Work order 1 | In the article on COVID-19 infection rates in Chicago, how many households per square mile does the 60657 ZIP code have?
Work order 2 | Shorten the paragraph of the article on COVID-19 infection rates in Chicago that begins "Unlike density, which is a measure," keeping its main facts.
Work order 3 | Carry on the article on COVID-19 infection rates in Chicago, starting after its final paragraph.

Asiaha Butler was disturbed when coronavirus cases started to climb in her neighborhood, but she wasn’t surprised. A longtime housing advocate in Englewood, she knew the area was at high risk, even though it’s sparsely populated. Vacant lots and empty houses dot the neighborhood, leaving homes spaced farther from one another than in other parts of the city.
“People I talk to say, ‘Well, Englewood looks no different after the shelter-in-place order,’” said Butler, executive director of the Resident Association of Greater Englewood, or RAGE. “It’s always very isolated. There’s always tons of land. ... But I knew from so many reports and from the work that we do that we would be hit hard.”
In Chicago, low-density areas like Englewood, which has fewer households per square mile than most other neighborhoods, are seeing some of the highest infection rates, according to early data released by the Illinois Department of Public Health. In many of these areas, the majority of residents are African American or Hispanic.
A ProPublica Illinois analysis found that crowded conditions within homes, rather than housing density, may better explain why some areas of Chicago see higher infection rates.
Black & Hispanic ZIP Codes With Low Density See More Infections
One of the highest infection rates in Chicago is in the 60636 ZIP code, a predominantly African American part of the South Side that includes much of West Englewood. As of Wednesday, the ZIP code had about 10 confirmed COVID-19 cases for every 1,000 residents. Yet the area is one of the most sparsely populated in the city, with only about 2,800 households per square mile, according to the U.S. census.
In contrast, the 60657 ZIP code, centered in the mostly white and affluent Lakeview neighborhood on the North Side, has had just three COVID-19 cases per 1,000 residents, though it is particularly dense, with 16,000 households per square mile.
Unlike density, which is a measure of how close people’s homes are to one another, crowding measures how many households have more occupants than rooms (excluding bathrooms). A neighborhood with higher crowding rates is more likely to include people who can’t avoid close contact with an infected person who lives with them.
ProPublica’s analysis is not without some caveats, and it points to a need for further research. Crowding isn’t the only factor that’s driving the spread of the virus. There are low-crowding neighborhoods with high infection rates, and vice versa. For example, in the majority-Hispanic ZIP code of 60632, which covers parts of Brighton Park (excluding the nearby Cook County Jail), crowding occurs in roughly 10% of households, the highest in the city. But its infection rate is lower than neighborhoods with far less crowding.

Data shown |
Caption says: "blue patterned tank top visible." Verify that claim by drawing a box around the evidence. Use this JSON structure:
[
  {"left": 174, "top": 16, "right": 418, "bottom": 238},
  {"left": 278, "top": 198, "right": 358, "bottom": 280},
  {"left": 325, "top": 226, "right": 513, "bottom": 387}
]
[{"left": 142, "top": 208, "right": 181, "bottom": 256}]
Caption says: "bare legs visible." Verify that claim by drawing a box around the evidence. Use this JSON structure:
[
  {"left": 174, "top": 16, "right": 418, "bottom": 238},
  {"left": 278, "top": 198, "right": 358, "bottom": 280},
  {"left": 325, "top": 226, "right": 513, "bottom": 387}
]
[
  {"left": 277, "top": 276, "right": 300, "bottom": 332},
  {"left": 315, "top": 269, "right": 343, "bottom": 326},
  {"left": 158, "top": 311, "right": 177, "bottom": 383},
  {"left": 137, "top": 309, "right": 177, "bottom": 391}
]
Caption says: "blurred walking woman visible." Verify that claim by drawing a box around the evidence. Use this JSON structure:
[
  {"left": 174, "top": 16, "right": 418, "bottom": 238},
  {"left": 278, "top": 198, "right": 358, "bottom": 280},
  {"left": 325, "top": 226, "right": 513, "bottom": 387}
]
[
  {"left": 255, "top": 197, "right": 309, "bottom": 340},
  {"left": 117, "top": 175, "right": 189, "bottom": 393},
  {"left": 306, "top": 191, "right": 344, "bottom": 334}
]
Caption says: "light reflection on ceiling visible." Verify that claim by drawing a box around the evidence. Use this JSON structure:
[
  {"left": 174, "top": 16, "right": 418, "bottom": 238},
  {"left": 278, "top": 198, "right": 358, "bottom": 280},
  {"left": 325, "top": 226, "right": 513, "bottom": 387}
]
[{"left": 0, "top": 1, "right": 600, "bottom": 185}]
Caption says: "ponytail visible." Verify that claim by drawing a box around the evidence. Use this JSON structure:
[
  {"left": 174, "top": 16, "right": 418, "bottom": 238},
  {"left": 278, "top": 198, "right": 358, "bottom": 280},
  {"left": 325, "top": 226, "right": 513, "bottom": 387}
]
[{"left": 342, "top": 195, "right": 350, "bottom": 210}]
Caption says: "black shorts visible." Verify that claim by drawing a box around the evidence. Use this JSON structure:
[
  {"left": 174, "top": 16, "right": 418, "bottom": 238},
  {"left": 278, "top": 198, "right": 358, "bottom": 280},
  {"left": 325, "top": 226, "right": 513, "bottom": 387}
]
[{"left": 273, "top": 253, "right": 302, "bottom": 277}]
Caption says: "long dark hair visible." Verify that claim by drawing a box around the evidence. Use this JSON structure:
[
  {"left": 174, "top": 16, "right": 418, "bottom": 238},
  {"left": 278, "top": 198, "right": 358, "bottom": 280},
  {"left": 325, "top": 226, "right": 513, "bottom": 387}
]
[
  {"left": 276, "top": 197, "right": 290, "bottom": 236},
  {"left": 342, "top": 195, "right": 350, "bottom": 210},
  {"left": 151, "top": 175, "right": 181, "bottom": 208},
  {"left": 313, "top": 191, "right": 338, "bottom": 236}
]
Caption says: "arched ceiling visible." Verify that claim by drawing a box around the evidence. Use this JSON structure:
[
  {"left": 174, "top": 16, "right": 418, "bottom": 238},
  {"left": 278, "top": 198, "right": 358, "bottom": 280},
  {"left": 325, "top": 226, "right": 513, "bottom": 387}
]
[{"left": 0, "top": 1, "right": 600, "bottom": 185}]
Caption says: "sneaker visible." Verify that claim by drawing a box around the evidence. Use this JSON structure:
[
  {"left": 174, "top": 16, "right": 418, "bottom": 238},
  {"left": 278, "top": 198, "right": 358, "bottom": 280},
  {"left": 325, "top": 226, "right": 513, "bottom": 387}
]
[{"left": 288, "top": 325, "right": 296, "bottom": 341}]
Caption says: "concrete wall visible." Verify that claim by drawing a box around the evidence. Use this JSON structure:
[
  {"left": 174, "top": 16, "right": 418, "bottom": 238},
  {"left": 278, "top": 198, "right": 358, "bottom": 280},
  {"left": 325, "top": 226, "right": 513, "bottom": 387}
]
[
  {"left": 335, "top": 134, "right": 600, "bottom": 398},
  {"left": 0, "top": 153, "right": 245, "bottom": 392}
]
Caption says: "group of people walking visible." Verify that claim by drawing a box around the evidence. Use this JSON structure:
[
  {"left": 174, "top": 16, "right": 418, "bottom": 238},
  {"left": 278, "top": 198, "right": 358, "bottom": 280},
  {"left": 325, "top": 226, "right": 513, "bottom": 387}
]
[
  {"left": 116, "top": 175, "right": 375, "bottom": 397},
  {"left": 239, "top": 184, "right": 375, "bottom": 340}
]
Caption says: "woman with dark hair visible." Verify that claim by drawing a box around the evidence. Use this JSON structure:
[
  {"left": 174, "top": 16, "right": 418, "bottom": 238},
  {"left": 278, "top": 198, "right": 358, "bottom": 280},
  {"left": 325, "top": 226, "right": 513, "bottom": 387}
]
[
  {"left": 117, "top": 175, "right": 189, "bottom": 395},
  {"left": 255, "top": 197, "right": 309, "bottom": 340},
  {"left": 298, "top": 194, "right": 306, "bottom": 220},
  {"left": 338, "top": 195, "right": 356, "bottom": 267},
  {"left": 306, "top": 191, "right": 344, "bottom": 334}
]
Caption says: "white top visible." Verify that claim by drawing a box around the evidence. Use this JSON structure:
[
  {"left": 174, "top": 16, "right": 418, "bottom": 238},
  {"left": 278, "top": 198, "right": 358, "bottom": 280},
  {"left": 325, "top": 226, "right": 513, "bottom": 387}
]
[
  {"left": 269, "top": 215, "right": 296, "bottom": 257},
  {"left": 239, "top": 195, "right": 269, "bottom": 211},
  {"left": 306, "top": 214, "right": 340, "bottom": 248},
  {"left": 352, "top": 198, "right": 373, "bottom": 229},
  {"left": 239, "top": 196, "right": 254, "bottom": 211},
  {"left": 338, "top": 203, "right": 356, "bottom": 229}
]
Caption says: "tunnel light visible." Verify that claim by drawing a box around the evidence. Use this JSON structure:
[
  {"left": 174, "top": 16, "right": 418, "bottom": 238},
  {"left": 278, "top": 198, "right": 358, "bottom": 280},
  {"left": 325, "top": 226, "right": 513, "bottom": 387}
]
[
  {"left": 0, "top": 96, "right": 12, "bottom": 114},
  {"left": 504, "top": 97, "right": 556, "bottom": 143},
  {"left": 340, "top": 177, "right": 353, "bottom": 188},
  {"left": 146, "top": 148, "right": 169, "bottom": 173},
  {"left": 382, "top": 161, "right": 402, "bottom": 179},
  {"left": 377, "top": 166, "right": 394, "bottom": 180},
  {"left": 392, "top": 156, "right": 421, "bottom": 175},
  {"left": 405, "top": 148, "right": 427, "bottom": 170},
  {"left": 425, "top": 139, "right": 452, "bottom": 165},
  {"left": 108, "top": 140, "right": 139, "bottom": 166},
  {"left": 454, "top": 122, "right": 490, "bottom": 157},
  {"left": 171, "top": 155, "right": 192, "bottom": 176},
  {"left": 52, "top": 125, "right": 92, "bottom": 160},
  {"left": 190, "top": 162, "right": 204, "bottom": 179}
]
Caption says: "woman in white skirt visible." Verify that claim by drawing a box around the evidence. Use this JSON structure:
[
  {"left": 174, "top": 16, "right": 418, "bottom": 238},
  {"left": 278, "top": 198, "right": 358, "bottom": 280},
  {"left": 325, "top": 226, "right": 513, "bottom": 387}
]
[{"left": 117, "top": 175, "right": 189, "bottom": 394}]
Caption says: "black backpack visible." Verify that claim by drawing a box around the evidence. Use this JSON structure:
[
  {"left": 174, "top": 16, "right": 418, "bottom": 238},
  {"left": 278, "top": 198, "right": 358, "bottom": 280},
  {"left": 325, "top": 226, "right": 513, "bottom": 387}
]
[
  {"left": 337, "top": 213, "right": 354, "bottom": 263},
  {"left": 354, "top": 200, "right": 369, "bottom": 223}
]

Response 1 | 16,000 households per square mile.

Response 2 | Density measures how close homes are to each other. Crowding measures how many households have more occupants than rooms, not counting bathrooms. Neighborhoods with more crowding are more likely to have people who can't avoid close contact with an infected household member.

Response 3 |
In addition, the census uses a nationwide survey to estimate crowding, and its estimates come with some uncertainty. Englewood is estimated to have three times as much crowding as Lakeview, but because of the margin of error, true crowding levels may be different.
Nonetheless, Butler, the housing advocate, believes crowding is an issue that has exacerbated the spread of the virus in Englewood, even if it is not the only factor.
The 2008 collapse of the housing market slammed Englewood, she said, driving up foreclosures and leaving both renters and homebuyers with few options. “Many people are unable to secure home ownership and have to live with their parents,” she said. “In the West Englewood area, the seniors are the ones who really own these homes. They’re also the homes of the aunties and the uncles, and everyone is going in and out.”
Alderman Raymond Lopez, whose 15th Ward includes much of the 60636 ZIP code, acknowledged that the area has lost population density over the last several decades. He said it’s common to see “extended families being under one roof.”
Lopez suggested other factors could contribute to Englewood’s high infection rates, noting that many residents are cut off from public services, leaving them at higher risk of health problems. Though the city suspended water shutoffs last year, some homes are still without running water, he said, and a neighborhood organization has distributed jugs of water to needy families.
“There’s a lack of basic life essentials in the community,” he said. “This is the culmination of decades of disinvestment.”
Michael Wolf, who leads the Center for Applied Health Research on Aging at Northwestern University, said cramped housing conditions may be difficult for the city to mitigate in the midst of a pandemic.
“This is not about disparities in behavior or preventable cases of COVID, where, if people just knew more information, they’d be social distancing,” Wolf said.
“It’s really a sad tale of people who know what’s coming, but there’s nothing they can do about it unless you give them housing or get them out of this predicament.”